▶ **EXERCISE PASSAGE**:
──────

Olympus Corp. said it’s looking for new camera markets such as sensors used in cars after forecasting a loss in the business for this fiscal year — its fifth straight annual deficit.
The scandal-tainted camera maker, also the world’s biggest endoscope supplier, will spend about ¥3.5 billion on its quest to find and develop business-to-business markets for its cameras, Chief Executive Officer Hiroyuki Sasa said in a recent interview in Tokyo.
The camera unit will return to profit in the 12 months ending March 2016, according to Sasa, a year later than he had previously forecast.
Olympus is looking beyond the consumer market for its cameras at a time when firms like Panasonic Corp. have benefited from pivoting toward products for cars and homes.
Sales of automobile cockpit electronics and connected services may reach $80 billion by 2020, according to Visteon Corp., spurred by infotainment systems, Apple Inc.’s CarPlay and U.S. regulations mandating back-up cameras.
“If we don’t prepare from now, we could get a bigger hit and report wider loss than now,” Sasa said referring to the camera unit. “We have such a sense of crisis.”
Operating income will be ¥88 billion for this fiscal year, based on its forecast for all divisions, including its mainstay products doctors use to view patients’ body cavities.
The camera unit aims for a ¥5 billion operating profit in the year starting April 2015, after the ¥3.5 billion loss it expects this fiscal year, Sasa said. Excluding the investment on seeking new markets, the camera unit would break even this year after reporting an operating loss of ¥9.2 billion in the year ended March, Sasa said.

──────

▶ **DATA LISTING**:
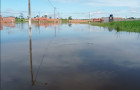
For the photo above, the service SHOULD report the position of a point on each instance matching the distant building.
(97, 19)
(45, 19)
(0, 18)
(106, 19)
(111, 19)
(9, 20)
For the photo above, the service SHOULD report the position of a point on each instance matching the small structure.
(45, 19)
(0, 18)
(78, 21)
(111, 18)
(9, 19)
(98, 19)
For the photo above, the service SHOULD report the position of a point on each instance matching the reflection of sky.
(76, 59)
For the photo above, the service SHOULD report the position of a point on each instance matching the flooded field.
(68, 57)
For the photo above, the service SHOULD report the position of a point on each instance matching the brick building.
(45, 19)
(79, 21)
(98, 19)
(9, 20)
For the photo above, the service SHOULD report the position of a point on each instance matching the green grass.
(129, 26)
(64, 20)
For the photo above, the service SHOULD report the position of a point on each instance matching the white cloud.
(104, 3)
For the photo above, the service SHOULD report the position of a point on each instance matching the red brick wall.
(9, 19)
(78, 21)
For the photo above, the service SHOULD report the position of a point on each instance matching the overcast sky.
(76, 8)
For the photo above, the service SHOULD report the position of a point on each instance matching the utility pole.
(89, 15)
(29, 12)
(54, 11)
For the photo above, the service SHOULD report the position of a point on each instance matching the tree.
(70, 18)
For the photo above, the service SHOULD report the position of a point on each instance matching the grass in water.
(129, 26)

──────

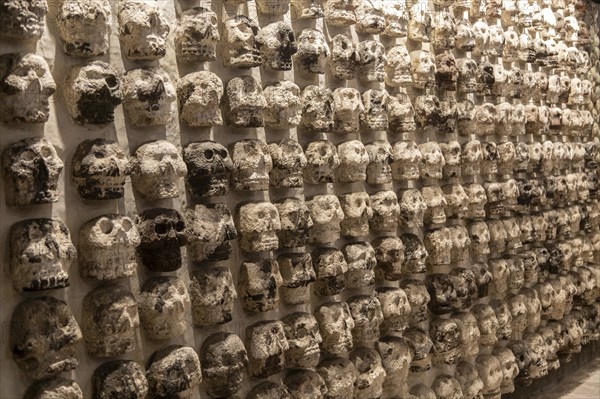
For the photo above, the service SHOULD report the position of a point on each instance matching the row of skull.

──────

▶ **REQUIREMENT A**:
In the Olympus article, how much does the company plan to spend to find and develop business-to-business markets for its cameras?
▶ **REQUIREMENT B**:
Please rewrite the Olympus article between "Olympus Corp. said" and "cars and homes.", inclusive, replacing "camera unit" with "imaging unit".
▶ **REQUIREMENT C**:
Continue the Olympus article from its final sentence.

▶ **EXPECTED ANSWER A**:
About ¥3.5 billion.

▶ **EXPECTED ANSWER B**:
Olympus Corp. said it’s looking for new camera markets such as sensors used in cars after forecasting a loss in the business for this fiscal year — its fifth straight annual deficit.
The scandal-tainted camera maker, also the world’s biggest endoscope supplier, will spend about ¥3.5 billion on its quest to find and develop business-to-business markets for its cameras, Chief Executive Officer Hiroyuki Sasa said in a recent interview in Tokyo.
The imaging unit will return to profit in the 12 months ending March 2016, according to Sasa, a year later than he had previously forecast.
Olympus is looking beyond the consumer market for its cameras at a time when firms like Panasonic Corp. have benefited from pivoting toward products for cars and homes.

▶ **EXPECTED ANSWER C**:
Olympus wants to sell 630,000 units of mirrorless models this year, 24 percent over last year. Sales of compact cameras are expected to plunge to 1 million units this year from 2.71 million a year ago, it said.
Sasa in December had forecast that the camera unit will return to profit in the year that started April.
Shares of Olympus, which doubled in 2013, have fallen 2.4 percent this year, while the Topix has declined 8 percent.
Net income will more than triple to ¥45 billion for the year ending March because of growth in its medical unit and reduced losses in its camera unit, Olympus said May 9. Sales will rise 6.5 percent to ¥760 billion for the period, it said.
Olympus was sued by six banks for ¥27.9 billion in damages — the largest among civil lawsuits filed against it, over a 13-year accounting fraud, it said April 9.